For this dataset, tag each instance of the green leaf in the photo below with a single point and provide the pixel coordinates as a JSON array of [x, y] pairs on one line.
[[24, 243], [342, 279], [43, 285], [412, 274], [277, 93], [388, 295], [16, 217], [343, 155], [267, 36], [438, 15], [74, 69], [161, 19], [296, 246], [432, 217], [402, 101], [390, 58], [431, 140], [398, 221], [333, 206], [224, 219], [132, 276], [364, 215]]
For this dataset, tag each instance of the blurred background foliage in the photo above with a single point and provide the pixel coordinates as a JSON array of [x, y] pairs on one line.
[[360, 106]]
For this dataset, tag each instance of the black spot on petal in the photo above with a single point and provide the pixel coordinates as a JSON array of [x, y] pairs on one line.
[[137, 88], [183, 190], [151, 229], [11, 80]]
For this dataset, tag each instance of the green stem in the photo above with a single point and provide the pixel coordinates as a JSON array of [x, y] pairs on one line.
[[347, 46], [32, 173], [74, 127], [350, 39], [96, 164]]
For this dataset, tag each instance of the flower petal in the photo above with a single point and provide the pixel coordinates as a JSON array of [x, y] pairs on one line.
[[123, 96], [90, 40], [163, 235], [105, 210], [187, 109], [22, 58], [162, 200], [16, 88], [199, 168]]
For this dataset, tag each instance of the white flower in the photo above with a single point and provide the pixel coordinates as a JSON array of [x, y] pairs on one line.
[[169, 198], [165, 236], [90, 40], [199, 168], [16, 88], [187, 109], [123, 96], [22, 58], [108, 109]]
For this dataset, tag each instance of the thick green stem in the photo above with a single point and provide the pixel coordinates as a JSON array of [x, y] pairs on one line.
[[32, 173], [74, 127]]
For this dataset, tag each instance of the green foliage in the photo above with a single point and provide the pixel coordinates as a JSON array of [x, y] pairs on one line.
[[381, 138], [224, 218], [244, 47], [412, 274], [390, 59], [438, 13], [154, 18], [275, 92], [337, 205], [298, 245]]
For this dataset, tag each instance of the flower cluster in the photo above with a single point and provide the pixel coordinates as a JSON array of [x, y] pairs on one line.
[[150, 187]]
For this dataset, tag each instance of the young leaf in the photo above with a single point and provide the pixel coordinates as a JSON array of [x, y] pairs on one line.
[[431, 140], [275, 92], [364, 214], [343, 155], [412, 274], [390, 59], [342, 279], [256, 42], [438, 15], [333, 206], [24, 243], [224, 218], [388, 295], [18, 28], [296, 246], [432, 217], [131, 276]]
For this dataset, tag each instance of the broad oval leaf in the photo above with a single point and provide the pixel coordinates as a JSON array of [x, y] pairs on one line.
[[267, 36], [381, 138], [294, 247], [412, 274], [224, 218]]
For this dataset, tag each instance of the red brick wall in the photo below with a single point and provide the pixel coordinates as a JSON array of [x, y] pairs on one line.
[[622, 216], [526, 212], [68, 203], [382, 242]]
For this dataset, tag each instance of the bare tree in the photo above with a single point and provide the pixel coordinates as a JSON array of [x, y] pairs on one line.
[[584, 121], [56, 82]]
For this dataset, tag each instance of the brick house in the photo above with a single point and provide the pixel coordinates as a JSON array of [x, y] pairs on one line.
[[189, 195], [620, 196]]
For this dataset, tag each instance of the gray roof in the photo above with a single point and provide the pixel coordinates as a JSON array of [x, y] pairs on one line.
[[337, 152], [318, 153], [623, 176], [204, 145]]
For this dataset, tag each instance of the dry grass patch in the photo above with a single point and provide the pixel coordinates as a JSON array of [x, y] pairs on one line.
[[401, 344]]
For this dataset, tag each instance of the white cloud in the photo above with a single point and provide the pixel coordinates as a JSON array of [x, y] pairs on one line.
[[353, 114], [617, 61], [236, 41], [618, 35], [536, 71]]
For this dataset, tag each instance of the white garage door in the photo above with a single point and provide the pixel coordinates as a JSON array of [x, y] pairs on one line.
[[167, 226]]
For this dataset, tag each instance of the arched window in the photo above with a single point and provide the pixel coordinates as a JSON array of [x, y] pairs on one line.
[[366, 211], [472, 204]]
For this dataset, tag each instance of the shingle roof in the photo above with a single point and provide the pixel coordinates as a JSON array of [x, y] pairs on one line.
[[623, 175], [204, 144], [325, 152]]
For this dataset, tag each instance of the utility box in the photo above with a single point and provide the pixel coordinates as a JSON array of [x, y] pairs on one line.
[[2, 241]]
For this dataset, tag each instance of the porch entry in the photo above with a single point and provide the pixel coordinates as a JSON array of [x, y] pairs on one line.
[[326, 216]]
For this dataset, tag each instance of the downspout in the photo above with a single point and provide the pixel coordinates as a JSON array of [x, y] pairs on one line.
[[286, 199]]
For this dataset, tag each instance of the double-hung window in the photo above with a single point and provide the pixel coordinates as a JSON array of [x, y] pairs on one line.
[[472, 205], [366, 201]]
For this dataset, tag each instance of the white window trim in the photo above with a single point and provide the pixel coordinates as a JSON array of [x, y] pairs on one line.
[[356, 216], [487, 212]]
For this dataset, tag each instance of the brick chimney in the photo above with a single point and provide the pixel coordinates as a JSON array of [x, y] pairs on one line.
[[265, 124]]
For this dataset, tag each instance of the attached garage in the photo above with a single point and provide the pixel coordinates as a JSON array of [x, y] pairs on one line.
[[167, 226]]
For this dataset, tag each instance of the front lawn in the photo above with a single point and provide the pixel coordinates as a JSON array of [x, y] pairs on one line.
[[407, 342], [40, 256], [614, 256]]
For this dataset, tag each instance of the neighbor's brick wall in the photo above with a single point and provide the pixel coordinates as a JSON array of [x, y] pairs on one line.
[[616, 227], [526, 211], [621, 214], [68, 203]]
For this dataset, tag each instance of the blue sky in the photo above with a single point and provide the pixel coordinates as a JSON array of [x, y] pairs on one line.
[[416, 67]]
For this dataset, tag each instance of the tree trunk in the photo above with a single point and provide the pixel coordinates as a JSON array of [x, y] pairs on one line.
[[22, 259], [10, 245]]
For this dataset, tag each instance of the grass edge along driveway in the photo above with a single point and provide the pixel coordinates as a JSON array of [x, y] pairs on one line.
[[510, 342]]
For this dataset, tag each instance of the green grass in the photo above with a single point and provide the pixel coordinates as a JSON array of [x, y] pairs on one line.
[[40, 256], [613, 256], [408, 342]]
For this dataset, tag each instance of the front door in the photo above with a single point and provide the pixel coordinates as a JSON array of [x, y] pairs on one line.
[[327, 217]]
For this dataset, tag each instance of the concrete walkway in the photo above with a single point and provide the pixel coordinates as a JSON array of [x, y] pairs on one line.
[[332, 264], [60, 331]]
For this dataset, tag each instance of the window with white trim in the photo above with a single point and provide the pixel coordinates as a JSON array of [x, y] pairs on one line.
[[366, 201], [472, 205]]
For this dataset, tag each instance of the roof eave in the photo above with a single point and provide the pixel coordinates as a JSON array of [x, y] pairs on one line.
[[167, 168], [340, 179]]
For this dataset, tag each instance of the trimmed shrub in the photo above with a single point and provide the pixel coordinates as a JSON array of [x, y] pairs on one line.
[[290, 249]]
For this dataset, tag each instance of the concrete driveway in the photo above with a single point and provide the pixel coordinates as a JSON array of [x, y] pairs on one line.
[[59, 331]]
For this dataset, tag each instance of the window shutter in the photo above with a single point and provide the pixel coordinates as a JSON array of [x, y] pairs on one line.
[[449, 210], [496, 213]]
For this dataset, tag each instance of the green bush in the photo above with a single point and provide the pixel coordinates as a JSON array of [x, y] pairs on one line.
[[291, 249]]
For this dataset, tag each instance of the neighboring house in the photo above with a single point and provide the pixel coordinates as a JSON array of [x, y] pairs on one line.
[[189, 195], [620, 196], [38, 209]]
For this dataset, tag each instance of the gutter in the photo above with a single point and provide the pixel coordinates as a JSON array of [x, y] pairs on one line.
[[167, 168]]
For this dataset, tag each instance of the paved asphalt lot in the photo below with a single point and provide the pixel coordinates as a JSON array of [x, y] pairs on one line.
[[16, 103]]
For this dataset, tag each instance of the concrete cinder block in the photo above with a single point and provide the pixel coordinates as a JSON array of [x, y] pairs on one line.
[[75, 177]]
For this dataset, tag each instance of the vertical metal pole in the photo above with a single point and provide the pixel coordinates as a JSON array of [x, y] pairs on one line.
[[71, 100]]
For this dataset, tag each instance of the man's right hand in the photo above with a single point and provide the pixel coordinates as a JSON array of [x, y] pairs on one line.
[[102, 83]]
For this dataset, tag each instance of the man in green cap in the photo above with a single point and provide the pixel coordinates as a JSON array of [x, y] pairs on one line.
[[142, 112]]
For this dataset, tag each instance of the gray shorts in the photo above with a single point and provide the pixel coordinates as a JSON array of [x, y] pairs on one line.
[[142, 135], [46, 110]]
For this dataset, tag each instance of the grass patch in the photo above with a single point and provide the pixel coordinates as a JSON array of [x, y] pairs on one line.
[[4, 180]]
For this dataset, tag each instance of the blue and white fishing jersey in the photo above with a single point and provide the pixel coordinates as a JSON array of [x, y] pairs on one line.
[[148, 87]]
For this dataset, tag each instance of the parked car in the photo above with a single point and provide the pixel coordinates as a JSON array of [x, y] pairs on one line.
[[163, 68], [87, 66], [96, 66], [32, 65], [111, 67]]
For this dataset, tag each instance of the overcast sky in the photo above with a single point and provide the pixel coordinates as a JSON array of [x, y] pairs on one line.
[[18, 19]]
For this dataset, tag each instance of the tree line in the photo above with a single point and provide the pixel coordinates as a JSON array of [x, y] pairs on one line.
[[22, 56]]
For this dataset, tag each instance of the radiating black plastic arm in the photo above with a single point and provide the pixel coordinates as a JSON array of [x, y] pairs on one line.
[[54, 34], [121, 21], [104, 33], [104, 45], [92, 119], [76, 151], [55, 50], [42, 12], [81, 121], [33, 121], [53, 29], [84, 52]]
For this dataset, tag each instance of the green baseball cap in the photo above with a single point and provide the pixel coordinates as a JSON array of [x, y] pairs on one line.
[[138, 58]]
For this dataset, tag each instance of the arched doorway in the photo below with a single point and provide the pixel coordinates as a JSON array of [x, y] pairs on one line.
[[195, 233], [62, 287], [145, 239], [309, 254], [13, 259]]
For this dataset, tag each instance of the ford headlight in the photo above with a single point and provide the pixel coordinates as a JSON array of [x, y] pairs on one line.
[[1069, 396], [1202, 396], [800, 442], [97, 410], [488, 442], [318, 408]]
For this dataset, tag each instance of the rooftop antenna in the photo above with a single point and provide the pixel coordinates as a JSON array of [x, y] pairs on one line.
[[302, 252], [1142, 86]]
::::
TASK BRIEF.
Which lines run from the one containing "For this dataset, tag each instance of the ford" to the end of the data? Output them exactly, with nothing added.

TASK RESPONSE.
For this dataset, tag each instance of the ford headlight in the photo above with a single point and provide the pixel coordinates as a JSON array of [x, y] pairs on one line.
[[1069, 396], [1202, 396], [800, 442], [97, 410], [488, 442], [318, 408]]
For this dataset, tag each instance of the rooftop antenna in the photo above with a single point and provide the pixel coordinates as a JSON array of [x, y] pairs on one line.
[[302, 252], [1142, 86]]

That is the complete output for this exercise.